Texte à analyser >>
Traitements novateurs

L’identification de marqueurs de l’inflammation qui caractérisent la MPOC pourrait aussi être la première étape du développement de traitements novateurs. La plupart des traitements actuels de la MPOC n’agissent pas sur les marqueurs systémiques de l’inflammation. Le tiotropium, bronchodilatateur à longue durée d’action, améliore la fonction pulmonaire et la qualité de vie chez les patients atteints de MPOC, mais il ne diminue pas les marqueurs de l’inflammation systémique comme la CRP ou le TNFa de façon significative, affirme le Dr Klaus F. Rabe, Département de pneumologie, Centre médical de l’Université de Leyde, Pays-Bas. Il en va de même pour les corticostéroïdes en inhalation comme la fluticasone, même si ces agents diminuent les cytokines inflammatoires spécifiques du tissu pulmonaire.

Les statines, par contre, semblent bénéfiques dans la MPOC, vraisemblablement en raison de leurs effets anti-inflammatoires systémiques. Dans le cadre d’une étude, van Gestel et al. ont constaté que les statines étaient associées à une augmentation significative de 33 % de la survie à long terme chez les patients atteints de MPOC. Les auteurs sont partis du principe que la MPOC était une maladie inflammatoire et que les effets anti-inflammatoires systémiques des statines devraient améliorer les résultats.

«Les médicaments classiques n’agissent pas sur l’inflammation systémique, de sorte que s’il s’agit d’un objectif important, nous devons élaborer de nouvelles stratégies de traitement», indique le Dr Rabe. En fait, un certain nombre de traitements novateurs ciblant la régulation des cellules inflammatoires de façon plus globale sont en développement, dont les inhibiteurs de la phosphodiestérase-4 (PDE-4).

Extrait de données >>
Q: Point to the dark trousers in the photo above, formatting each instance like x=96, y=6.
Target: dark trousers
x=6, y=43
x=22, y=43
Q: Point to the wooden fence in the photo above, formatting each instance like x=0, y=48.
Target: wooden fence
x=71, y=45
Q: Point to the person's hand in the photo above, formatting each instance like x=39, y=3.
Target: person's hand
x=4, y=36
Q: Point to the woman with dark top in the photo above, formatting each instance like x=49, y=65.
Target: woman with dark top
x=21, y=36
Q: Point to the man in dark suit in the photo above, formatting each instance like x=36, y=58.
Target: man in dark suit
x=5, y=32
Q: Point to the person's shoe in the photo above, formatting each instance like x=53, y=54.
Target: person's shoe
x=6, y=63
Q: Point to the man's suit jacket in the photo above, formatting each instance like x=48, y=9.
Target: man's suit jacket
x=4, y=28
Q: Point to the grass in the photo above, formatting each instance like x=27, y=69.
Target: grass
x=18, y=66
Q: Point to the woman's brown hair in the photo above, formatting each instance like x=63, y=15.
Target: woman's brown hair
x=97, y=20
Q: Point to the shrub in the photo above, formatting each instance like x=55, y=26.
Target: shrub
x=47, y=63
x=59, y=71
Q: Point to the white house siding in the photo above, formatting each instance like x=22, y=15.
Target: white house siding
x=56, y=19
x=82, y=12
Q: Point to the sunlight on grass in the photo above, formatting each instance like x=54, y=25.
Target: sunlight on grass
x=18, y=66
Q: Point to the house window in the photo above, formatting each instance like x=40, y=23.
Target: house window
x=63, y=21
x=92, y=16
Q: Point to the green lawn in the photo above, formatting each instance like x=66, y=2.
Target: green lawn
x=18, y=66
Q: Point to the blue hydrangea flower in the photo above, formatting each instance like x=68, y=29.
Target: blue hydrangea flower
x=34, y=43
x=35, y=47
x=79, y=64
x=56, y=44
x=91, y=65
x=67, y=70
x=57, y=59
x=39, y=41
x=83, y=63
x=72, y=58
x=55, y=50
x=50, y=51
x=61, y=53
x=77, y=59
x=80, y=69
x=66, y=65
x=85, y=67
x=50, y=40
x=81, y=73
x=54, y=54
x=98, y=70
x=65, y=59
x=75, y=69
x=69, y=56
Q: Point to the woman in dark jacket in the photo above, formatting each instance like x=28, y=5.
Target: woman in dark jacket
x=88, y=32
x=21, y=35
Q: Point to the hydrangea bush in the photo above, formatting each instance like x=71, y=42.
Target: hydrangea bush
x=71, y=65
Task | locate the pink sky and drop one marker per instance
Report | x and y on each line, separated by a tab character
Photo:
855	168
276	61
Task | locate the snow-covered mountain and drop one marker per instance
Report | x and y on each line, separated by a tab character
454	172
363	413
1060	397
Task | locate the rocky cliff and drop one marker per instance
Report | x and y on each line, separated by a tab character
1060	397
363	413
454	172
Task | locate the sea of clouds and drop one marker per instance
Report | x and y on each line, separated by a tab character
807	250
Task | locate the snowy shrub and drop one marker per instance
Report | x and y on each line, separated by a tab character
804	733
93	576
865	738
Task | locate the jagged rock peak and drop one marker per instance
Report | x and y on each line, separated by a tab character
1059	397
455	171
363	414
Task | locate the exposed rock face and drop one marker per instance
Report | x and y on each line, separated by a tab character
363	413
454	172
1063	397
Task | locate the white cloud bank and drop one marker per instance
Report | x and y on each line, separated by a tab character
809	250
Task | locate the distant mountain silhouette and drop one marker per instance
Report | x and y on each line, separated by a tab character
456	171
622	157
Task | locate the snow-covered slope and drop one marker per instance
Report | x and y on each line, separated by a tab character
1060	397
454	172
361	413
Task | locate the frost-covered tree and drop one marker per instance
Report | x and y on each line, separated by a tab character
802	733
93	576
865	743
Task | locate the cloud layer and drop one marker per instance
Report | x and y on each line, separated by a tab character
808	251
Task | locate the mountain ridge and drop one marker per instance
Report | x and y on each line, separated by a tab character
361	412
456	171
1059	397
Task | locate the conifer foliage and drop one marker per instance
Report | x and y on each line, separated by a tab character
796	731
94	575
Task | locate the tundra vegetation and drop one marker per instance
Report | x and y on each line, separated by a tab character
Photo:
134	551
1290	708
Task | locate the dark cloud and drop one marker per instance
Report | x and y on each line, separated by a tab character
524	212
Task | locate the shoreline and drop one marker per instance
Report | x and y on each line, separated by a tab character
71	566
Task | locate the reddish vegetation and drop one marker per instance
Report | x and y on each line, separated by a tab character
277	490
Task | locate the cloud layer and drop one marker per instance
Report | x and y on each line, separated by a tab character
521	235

Consignes de l'exercice >>
[1] Recopiez mot pour mot le passage du texte sur les traitements de la MPOC qui commence par « L’identification de marqueurs » et se poursuit jusqu'à « du tissu pulmonaire. ».
[2] Répondez aux questions suivantes d'après le texte sur les traitements de la MPOC :
(a) Selon van Gestel et al., de quel pourcentage les statines augmentent-elles la survie à long terme chez les patients atteints de MPOC ?
(b) À quel département et à quel établissement le Dr Klaus F. Rabe est-il rattaché ?
(c) Quels inhibiteurs sont cités parmi les traitements novateurs en développement ?
[3] Prolongez le texte sur les traitements de la MPOC à partir de sa dernière phrase, s'il vous plaît.
Les enregistrements proviennent d'une autre source.

Réponses aux consignes >>
[1]
L’identification de marqueurs de l’inflammation qui caractérisent la MPOC pourrait aussi être la première étape du développement de traitements novateurs. La plupart des traitements actuels de la MPOC n’agissent pas sur les marqueurs systémiques de l’inflammation. Le tiotropium, bronchodilatateur à longue durée d’action, améliore la fonction pulmonaire et la qualité de vie chez les patients atteints de MPOC, mais il ne diminue pas les marqueurs de l’inflammation systémique comme la CRP ou le TNFa de façon significative, affirme le Dr Klaus F. Rabe, Département de pneumologie, Centre médical de l’Université de Leyde, Pays-Bas. Il en va de même pour les corticostéroïdes en inhalation comme la fluticasone, même si ces agents diminuent les cytokines inflammatoires spécifiques du tissu pulmonaire.

[2]
(a) De 33 %.
(b) Au Département de pneumologie du Centre médical de l'Université de Leyde, aux Pays-Bas.
(c) Les inhibiteurs de la phosphodiestérase-4 (PDE-4).

[3]
De tous les candidats possibles à l’étude dans la MPOC, «les inhibiteurs de la PDE-4 sont ceux qui sont les plus susceptibles de franchir le cap du marché», explique le Dr Peter Calverley, School of Clinical Sciences, University Hospital Aintree, Liverpool, Royaume-Uni. Étant donné que la PDE-4 assure la médiation des effets inflammatoires non seulement dans l’appareil respiratoire, mais dans l’organisme entier, «il est parfaitement logique de traiter une maladie systémique en administrant par voie générale un médicament qui exerce des effets systémiques», ajoute-t-il.

La logique de cette théorie a été démontrée dans un vaste essai clinique portant sur un inhibiteur de la PDE-4 à une prise par jour, le roflumilast, considéré comme le plus actif des inhibiteurs de la PDE-4 éprouvés en clinique à ce jour. Comme le soulignent Calverley et al. (Am J Respir Crit Care Med 2002; 76:154-61), 1513 patients atteints de MPOC sévère (VEMS médian de 41 % du volume prédit) ont reçu aléatoirement 500 µg de roflumilast ou un placebo. Au terme des 52 semaines de l’étude, le VEMS post-bronchodilatation avait augmenté de 39 mL sous l’effet de cet agent, par rapport au placebo, et les patients atteints de MPOC très sévère ont eu moins d’exacerbations sous roflumilast.

Les résultats de cette étude valident la théorie voulant que les traitements systémiques puissent améliorer les paramètres cliniques de la maîtrise de la MPOC comme la fonction pulmonaire, fait remarquer le Dr Calverley. D’autres données sur cet agent sont attendues.

«À mon avis, l’inflammation systémique est le chaînon manquant qui nous permettra d’élucider la MPOC, et la mesure de l’inflammation sera d’une absolue nécessité pour le développement et l’utilisation de traitements novateurs qui maîtrisent le processus morbide», enchaîne le Dr Steven Rennard, University of Nebraska School of Medicine, Omaha.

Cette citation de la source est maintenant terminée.